**TRAVAIL DEMANDÉ**
Selon le texte sur la saisie des rémunérations, quel salaire mensuel Madame Y... déclare-t-elle percevoir ?

**EXTRAIT DU TEXTE**
__________________________________________________
Par requête en date du 10 décembre 1996, l'U.C.B a sollicité l'autorisation devant le tribunal d'instance de POISSY de former la saisie sur les rémunérations de Madame X... Y... pour avoir paiement de la somme de 407.701,73 Francs, ce en vertu d'un acte de prêt en date du 31 mars 1988 dressé par-devant Maître AUJAY, notaire à MANTES LA JOLIE.
L'affaire a été appelée à l'audience de conciliation en date du 20 janvier 1997 puis renvoyée au 10 février 1997, date à laquelle les parties ont été régulièrement représentées.
Madame Y... fait valoir qu'en considération de l'absence de toutes précisions sur le nombre et le montant des échéances à percevoir durant la première période du prêt, l'U.C.B encourait la déchéance de ses droits à intérêts en application de l'article 5 de la loi du 13 juillet 1979 et de l'article 87 de la loi du 12 avril 1996, et qu'en conséquence, il ne resterait, selon elle, qu'une somme de 158.900 Francs en deniers ou quittances : que subsidiairement, elle ne pouvait régler plus que la portion saisissable spécifiant percevoir un salaire mensuel de 9.500 Francs avec cinq enfants à charge.
L'U.C.B a répliqué principalement que la loi du 12 avril 1996 était applicable en l'espèce, et que le prêt en cause était donc régulier comme mentionnant le montant des échéances, leur périodicité et leur nombre.
Le tribunal d'instance statuant comme juge de l'exécution a, par jugement du 7 avril 1997, rendu la décision suivante : - déclarer compétent pour statuer sur la régularité de l'acte authentique
contenant l'offre de prêt, - prononcer la déchéance des droits à intérêts de la Société U.C.B sur la période des 12 premiers mois du prêt, - ordonner la réouverture des débats et engager la Société U.C.B à produire le décompte spécifié dans les motifs de la décision, - renvoyer l'affaire à l'audience du 9 juin 1997.
L'U.C.B et Madame Z... épouse Y... ont interjeté appel. Ces deux appels font l'objet des dossiers n° 4019/97 et n° 5086/97 qui ont été joints par ordonnance du Conseiller de la mise en état, du 23 septembre 1997 ; un seul arrêt sera donc rendu.
__________________________________________________
**EXTRAIT DE DONNÉES**
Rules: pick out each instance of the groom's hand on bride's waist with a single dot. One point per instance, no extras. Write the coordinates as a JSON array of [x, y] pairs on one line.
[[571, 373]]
__________________________________________________
**RÉSULTAT**
Un salaire mensuel de 9.500 Francs.